━━ Data to use

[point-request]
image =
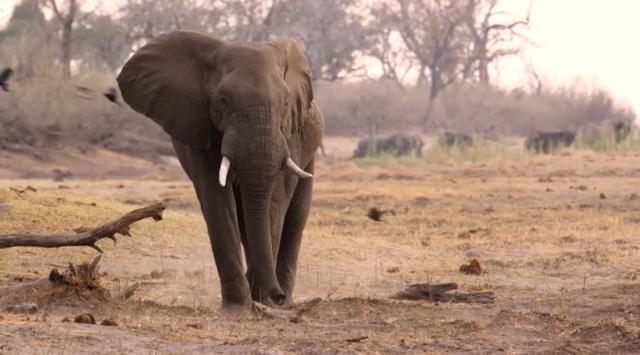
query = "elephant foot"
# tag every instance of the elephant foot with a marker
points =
(237, 311)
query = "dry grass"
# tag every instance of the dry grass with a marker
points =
(561, 260)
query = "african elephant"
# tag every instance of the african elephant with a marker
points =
(547, 142)
(245, 128)
(398, 144)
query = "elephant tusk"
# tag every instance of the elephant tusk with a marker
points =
(225, 164)
(295, 169)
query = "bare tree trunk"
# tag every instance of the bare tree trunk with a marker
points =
(66, 20)
(483, 67)
(66, 49)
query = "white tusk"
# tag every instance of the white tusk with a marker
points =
(225, 164)
(294, 168)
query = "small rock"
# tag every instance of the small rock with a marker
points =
(464, 235)
(195, 325)
(23, 308)
(473, 268)
(86, 318)
(109, 323)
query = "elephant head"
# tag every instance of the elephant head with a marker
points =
(241, 101)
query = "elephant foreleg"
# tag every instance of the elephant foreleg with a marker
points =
(219, 210)
(294, 223)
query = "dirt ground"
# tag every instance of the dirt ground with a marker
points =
(557, 237)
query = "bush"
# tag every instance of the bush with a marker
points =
(48, 113)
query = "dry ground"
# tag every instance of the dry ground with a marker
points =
(557, 237)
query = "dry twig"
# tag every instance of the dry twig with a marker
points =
(83, 237)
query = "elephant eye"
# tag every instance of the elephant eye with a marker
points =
(222, 102)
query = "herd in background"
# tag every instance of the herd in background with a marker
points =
(539, 142)
(402, 144)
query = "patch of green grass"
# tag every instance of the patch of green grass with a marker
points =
(507, 149)
(385, 159)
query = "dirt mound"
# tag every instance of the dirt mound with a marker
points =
(78, 285)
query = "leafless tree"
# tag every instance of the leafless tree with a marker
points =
(384, 47)
(66, 20)
(494, 35)
(433, 31)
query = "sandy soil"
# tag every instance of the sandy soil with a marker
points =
(556, 236)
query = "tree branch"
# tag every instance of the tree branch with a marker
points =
(86, 237)
(56, 11)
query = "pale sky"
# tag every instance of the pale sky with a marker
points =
(595, 40)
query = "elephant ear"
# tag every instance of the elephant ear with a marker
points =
(298, 79)
(164, 80)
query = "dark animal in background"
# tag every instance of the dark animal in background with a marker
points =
(547, 142)
(4, 78)
(621, 130)
(451, 139)
(376, 214)
(244, 125)
(398, 144)
(112, 95)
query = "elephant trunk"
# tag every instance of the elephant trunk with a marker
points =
(256, 151)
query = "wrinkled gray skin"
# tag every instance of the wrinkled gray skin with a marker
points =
(253, 104)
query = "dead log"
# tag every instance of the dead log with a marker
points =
(442, 293)
(80, 279)
(83, 237)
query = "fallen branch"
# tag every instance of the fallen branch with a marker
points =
(83, 237)
(82, 278)
(440, 293)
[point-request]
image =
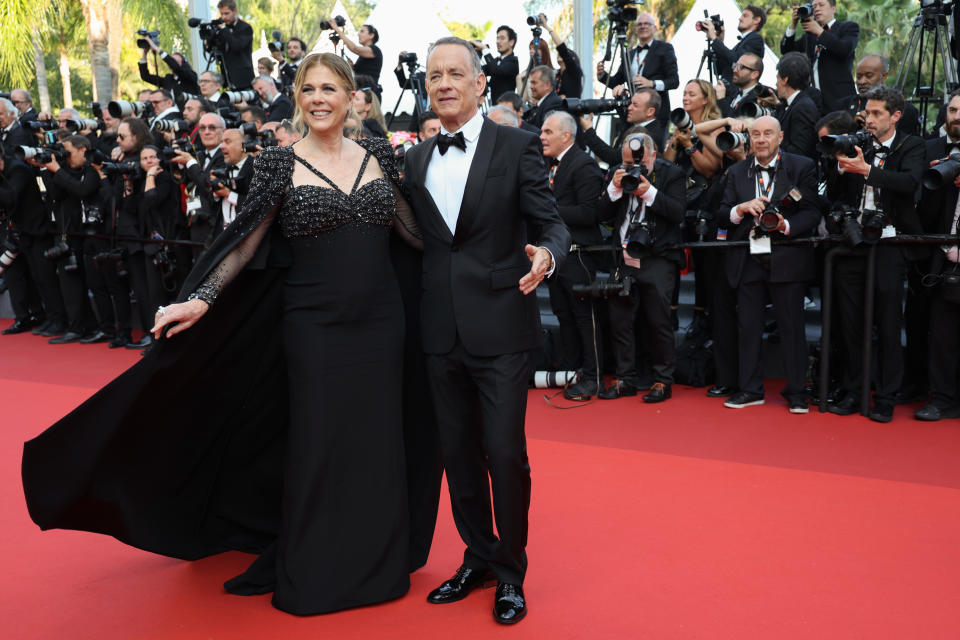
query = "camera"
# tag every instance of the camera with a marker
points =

━━━━

#### [What to do]
Repeat the full listing above exactly, with no pictures in the copy.

#### [Reply]
[point-request]
image =
query = "elephant foot"
# tag every instance of the elephant foot with a marker
points =
(237, 311)
query = "dry grass"
# tag every instance of the dry grass with a marker
points =
(561, 260)
query = "african elephant"
# tag every instance of the african elephant with a marker
points =
(547, 142)
(245, 128)
(398, 144)
query = "elephant tusk"
# tag every instance of the elephant tusk with a marker
points =
(225, 164)
(295, 169)
query = "bare tree trunk"
# tag every instance of the bare tree trunk with a marker
points =
(66, 20)
(483, 67)
(66, 49)
query = "white tusk"
# tag every instance of the white tusk with a marker
points =
(225, 164)
(294, 168)
query = "small rock"
# tag every instance of the small rock with a marker
points =
(464, 235)
(195, 325)
(23, 308)
(473, 268)
(86, 318)
(109, 323)
query = "elephant head"
# tag every instance of the elephant head with a marker
points =
(241, 101)
query = "elephant foreleg"
# tag every instance of the elephant foreleg with a marker
points =
(219, 210)
(294, 223)
query = "dirt ground"
# tag every instance of the dirt ground with a marker
points =
(557, 237)
query = "bush"
# tag every instance of the bush with a marker
points =
(48, 113)
query = "dry ground"
# tag every instance of the dry ground with a marker
points =
(557, 237)
query = "dry twig"
# tag every instance of the dry twig with a marker
points =
(83, 237)
query = "elephant eye"
# tag every instance of the elephant eye with a marker
points =
(222, 102)
query = "herd in background"
# tag every instance of the herd in background with a marker
points =
(539, 142)
(402, 144)
query = "patch of green grass"
# tag every instance of the patch of green grass with a marker
points =
(507, 149)
(385, 159)
query = "dirt mound"
# tag every instance of the dirt mound with a marker
points =
(78, 285)
query = "leafless tree"
# tag every instance of the leafless tree with a marker
points =
(384, 47)
(66, 20)
(494, 35)
(433, 31)
query = "sandy soil"
# tag every instance of the sandy soil with a marker
points =
(556, 236)
query = "tree branch"
# tag every instance of the tree branch with a marker
points =
(86, 237)
(56, 11)
query = "pale sky"
# tag every instance of the pale sky with a marker
points =
(595, 40)
query = "elephant ear"
# tag every instance of the elephant ear with a marker
points =
(298, 79)
(164, 80)
query = "dark animal in background"
# tag every instance of the dark animal in background with a marker
points =
(547, 142)
(4, 78)
(621, 130)
(451, 139)
(376, 214)
(244, 125)
(398, 144)
(112, 95)
query = "elephant trunk"
# tag every instance of the elephant trunk with a marker
points =
(256, 151)
query = "wrinkled gray skin"
# tag every instance of the wrinkled gray skin with a marker
points =
(253, 104)
query = "dead log"
# tag every instance of the dead log with a marker
points =
(442, 293)
(80, 279)
(83, 237)
query = "fallen branch"
# tag every instance of the fallen branch with a marker
points =
(83, 237)
(82, 278)
(440, 293)
[point-request]
image =
query = "camera"
# tag every instance of the camera with a marker
points =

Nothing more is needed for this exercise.